## [Tareas del ejercicio]
1. Enumera todos los sustantivos que aparecen en el título del texto sobre la violencia.
2. Continúa el texto sobre la violencia a partir de su última oración.

## [Fragmento del texto]

De la preocupación por la violencia
a la ocupación de construir futuro
Preocupación es un término interesante, ya que supone romper el estigma que muchas veces tenemos cuando identificamos algo que no responde o funciona como quisiéramos: entonces, lo etiquetamos. Es también, una palabra evocadora porque implica cuando menos, un acercamiento a otra persona, desde una perspectiva de cuidado y, desde luego, mucho más respetuosa.
Me encantaría acercarme así a los jóvenes. Nos preocupa la violencia, pero la violencia en sí misma, es preocupante en muchos otros ámbitos. Tiene que ver con toda la sociedad. Cuando el enfado se transforma en violencia es porque no somos capaces de ver que hay otra persona, no reconocemos el daño o el dolor que podemos causar.
Esta cuestión me parece clave: En una sociedad que cada vez más promociona los valores individuales frente a los colectivos —cuando el equilibrio entre lo individual y lo colectivo se rompe—, tenemos dificultades para empatizar con los demás, para cuidarlos.

(Datos de señalamiento basados en imágenes)
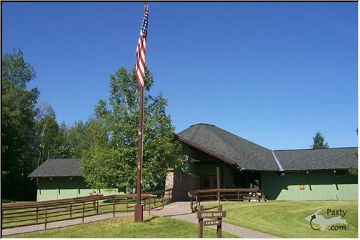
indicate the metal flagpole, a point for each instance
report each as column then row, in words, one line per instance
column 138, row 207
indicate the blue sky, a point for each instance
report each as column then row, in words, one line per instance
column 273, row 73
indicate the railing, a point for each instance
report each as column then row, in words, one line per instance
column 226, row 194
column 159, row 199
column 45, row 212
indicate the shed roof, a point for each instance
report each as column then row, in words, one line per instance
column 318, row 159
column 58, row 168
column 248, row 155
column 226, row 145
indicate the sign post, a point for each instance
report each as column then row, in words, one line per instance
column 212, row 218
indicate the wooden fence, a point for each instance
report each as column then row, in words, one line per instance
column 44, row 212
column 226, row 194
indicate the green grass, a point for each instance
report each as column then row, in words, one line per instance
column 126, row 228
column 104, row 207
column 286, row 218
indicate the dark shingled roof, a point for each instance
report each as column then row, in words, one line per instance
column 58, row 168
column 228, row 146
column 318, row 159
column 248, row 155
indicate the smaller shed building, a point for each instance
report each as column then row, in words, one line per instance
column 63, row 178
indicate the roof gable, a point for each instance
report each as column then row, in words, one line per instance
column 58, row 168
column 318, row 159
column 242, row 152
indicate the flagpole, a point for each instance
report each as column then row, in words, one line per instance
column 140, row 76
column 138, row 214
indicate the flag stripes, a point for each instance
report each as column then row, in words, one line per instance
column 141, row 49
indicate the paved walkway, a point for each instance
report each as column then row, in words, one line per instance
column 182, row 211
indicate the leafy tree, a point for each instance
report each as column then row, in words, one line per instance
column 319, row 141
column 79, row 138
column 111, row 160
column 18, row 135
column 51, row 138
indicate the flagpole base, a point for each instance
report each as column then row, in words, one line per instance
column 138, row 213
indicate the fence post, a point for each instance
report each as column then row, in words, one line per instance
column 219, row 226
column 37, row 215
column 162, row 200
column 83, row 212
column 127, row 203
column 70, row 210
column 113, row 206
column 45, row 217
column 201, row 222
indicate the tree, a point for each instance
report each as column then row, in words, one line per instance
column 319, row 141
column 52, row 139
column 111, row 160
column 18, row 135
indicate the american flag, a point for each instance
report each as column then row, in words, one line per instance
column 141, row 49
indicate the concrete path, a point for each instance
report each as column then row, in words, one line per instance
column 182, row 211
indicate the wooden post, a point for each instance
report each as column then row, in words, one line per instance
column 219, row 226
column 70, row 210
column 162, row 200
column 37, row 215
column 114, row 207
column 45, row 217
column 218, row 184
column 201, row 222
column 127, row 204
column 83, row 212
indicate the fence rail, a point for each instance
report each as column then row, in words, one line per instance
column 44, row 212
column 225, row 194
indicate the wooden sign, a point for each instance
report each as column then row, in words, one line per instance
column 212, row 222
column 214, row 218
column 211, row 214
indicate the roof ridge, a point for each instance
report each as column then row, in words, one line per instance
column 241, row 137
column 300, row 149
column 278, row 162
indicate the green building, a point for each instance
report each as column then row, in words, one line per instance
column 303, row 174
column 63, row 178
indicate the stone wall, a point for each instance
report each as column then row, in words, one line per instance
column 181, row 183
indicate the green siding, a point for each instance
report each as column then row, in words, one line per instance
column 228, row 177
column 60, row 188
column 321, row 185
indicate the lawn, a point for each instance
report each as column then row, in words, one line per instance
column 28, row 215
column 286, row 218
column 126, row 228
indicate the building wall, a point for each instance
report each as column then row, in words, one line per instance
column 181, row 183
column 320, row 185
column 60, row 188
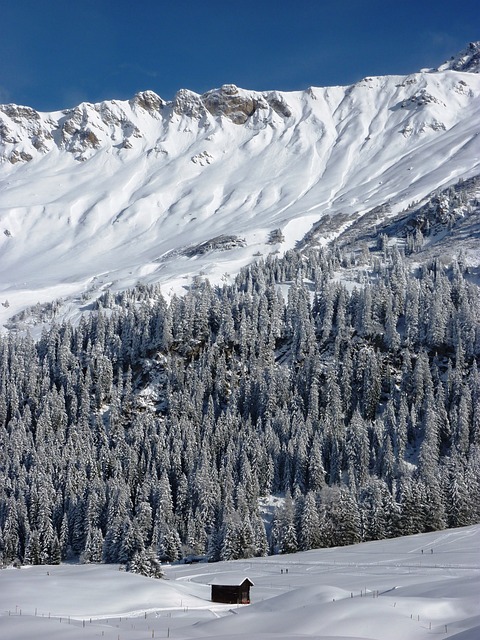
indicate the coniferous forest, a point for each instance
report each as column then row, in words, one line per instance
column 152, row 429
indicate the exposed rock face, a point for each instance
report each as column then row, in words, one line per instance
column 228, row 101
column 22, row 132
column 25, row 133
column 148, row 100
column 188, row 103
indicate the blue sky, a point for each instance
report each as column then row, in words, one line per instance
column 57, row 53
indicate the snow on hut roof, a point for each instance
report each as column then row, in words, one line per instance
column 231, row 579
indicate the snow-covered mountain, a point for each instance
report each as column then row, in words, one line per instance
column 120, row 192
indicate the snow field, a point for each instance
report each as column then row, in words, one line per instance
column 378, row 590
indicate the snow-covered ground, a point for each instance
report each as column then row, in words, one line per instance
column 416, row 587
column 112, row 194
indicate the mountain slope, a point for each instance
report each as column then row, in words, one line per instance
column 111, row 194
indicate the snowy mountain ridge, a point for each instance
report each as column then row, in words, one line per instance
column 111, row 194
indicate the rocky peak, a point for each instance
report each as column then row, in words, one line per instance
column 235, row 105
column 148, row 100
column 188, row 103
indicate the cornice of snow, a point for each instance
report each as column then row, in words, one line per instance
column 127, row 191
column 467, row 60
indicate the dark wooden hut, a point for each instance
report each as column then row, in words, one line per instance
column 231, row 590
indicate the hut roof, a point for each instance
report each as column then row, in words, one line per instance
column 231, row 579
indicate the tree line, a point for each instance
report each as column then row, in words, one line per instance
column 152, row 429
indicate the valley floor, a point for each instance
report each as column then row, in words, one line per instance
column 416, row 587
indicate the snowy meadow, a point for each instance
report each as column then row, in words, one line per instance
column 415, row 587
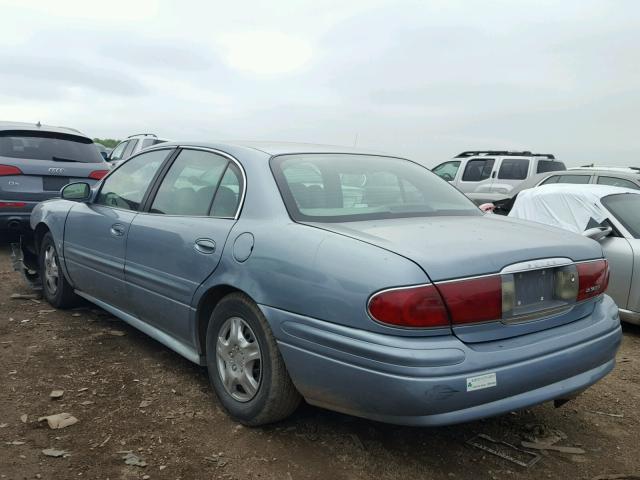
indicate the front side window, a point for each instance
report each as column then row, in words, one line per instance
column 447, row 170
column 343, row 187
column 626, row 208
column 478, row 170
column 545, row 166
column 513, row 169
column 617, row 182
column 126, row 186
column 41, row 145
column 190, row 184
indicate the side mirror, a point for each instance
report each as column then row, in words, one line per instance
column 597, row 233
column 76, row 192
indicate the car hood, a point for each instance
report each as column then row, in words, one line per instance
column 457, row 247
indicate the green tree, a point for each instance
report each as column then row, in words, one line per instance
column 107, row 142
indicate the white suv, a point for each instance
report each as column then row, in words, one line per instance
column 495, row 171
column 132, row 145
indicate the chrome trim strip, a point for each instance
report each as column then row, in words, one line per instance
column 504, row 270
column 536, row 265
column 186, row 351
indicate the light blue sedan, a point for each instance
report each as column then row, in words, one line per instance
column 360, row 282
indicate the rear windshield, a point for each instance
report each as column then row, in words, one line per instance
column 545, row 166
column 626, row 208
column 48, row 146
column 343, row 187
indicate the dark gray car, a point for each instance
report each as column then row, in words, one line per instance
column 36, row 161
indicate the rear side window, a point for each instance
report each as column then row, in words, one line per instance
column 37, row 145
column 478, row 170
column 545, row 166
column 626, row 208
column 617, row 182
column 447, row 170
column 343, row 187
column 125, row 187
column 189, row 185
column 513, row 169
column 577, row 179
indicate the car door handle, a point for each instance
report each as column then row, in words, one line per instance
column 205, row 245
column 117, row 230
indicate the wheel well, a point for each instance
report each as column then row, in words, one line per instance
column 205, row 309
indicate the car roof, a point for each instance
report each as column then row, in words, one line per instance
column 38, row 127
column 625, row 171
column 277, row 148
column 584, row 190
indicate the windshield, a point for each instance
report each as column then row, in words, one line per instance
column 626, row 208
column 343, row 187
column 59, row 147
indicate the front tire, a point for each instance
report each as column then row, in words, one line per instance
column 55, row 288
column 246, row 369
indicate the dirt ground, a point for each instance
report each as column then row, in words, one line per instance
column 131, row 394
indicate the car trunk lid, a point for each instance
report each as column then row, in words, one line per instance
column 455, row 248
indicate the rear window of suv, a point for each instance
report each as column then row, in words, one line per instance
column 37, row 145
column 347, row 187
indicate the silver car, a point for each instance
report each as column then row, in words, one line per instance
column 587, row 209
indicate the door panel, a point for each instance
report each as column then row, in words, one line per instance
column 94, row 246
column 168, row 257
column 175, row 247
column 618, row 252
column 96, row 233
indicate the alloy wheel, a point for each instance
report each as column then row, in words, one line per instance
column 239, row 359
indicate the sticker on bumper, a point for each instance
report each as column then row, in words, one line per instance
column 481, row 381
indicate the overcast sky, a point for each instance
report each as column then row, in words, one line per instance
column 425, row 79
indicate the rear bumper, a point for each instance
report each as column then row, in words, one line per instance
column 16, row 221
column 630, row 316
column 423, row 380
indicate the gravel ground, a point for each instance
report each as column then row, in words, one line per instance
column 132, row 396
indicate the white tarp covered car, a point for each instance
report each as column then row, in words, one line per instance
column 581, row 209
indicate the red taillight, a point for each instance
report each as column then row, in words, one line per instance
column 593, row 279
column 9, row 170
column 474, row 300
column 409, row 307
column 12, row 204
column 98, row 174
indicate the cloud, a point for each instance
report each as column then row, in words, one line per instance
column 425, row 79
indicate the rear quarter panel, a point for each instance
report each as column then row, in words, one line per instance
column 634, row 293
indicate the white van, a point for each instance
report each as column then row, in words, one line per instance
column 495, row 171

--

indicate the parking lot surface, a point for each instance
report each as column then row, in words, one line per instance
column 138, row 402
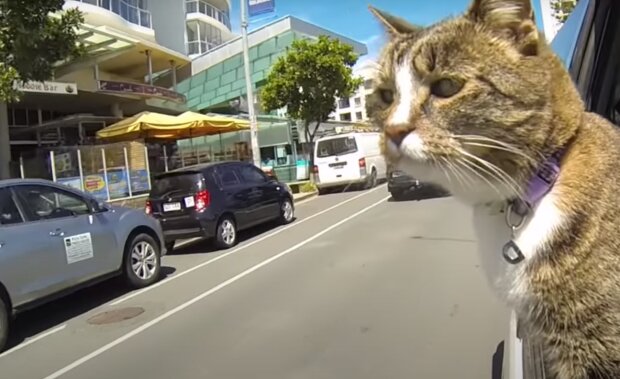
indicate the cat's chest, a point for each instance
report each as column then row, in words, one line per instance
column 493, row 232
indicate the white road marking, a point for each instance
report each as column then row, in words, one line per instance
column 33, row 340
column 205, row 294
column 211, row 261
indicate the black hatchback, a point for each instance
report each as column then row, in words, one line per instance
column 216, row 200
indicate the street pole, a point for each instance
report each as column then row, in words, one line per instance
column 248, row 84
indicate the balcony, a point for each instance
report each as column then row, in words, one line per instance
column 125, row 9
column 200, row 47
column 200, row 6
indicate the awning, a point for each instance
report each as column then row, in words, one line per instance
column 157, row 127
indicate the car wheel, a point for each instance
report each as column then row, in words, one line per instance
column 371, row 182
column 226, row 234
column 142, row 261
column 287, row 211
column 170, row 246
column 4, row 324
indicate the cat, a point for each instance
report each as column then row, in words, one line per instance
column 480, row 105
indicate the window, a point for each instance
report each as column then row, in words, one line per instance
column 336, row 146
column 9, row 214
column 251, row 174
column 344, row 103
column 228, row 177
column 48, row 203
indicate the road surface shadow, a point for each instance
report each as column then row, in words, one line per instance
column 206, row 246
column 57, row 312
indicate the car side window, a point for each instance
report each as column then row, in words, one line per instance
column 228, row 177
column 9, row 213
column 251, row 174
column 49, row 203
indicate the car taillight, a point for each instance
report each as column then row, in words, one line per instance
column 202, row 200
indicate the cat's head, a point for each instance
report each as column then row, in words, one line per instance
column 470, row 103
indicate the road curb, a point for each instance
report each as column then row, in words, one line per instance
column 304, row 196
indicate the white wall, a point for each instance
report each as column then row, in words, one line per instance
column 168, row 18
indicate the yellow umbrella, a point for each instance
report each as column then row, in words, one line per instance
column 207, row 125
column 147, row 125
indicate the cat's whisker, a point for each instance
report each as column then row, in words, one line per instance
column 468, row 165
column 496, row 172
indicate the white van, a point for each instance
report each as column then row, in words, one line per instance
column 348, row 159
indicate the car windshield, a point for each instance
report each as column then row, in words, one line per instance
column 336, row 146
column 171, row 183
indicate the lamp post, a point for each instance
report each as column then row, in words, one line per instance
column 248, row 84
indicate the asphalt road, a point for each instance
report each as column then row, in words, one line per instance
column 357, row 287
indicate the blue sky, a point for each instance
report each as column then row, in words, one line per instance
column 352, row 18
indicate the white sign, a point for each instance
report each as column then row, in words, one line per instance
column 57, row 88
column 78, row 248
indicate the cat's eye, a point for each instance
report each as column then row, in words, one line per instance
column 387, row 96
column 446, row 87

## [Respuestas dadas]
1. preocupación, violencia, ocupación, futuro

2.
Nuestros jóvenes, hijos e hijas de este tiempo, no quedan ajenos a estas circunstancias. En la pandemia, fueron adolescentes a los que alguien les dijo que toda su energía para hacer cosas, socializar… la guardasen y se quedaran en casa. Y todo ello, en medio de unas circunstancias que vivieron alejadas (a esas edades la muerte y la enfermedad normalmente se viven muy lejanas.)
Quizás muchos se sintieron frustrados, sin respuestas, y ante eso buscaron la anestesia en las pantallas, en los consumos y, también, —en ocasiones— en la violencia.
Se advirtió en los jóvenes, síntomas de ansiedad y dificultades diversas en el ámbito de la salud mental. Todo ello, mientras los mayores estábamos a lo nuestro. No nos dirigimos a ellos, no les explicamos ni involucramos en lo que estaba pasado. Una vez más, la adolescencia se consagró como una etapa de estigma e invisibilización.
Ellos, claro, también sufrieron al ver preocupación en su entorno, y sobre todo en sus progenitores. Y, buenamente, como casi siempre, no quisieron preocuparnos. Pero con la frustración y el enfado pasa como con las leyes de Newton: son una energía que si no sale hacia un lugar lo hace hacia otro, y ahí tenemos el lío montado.
Nuestros hijos e hijas nos hacen más caso de lo que parece; para bien o para mal, continúan nuestro legado. Pero, si no les hacemos caso, si no nos involucramos en sus necesidades, con respeto y cercanía, si asumimos que lo saben todo… quedan a la deriva.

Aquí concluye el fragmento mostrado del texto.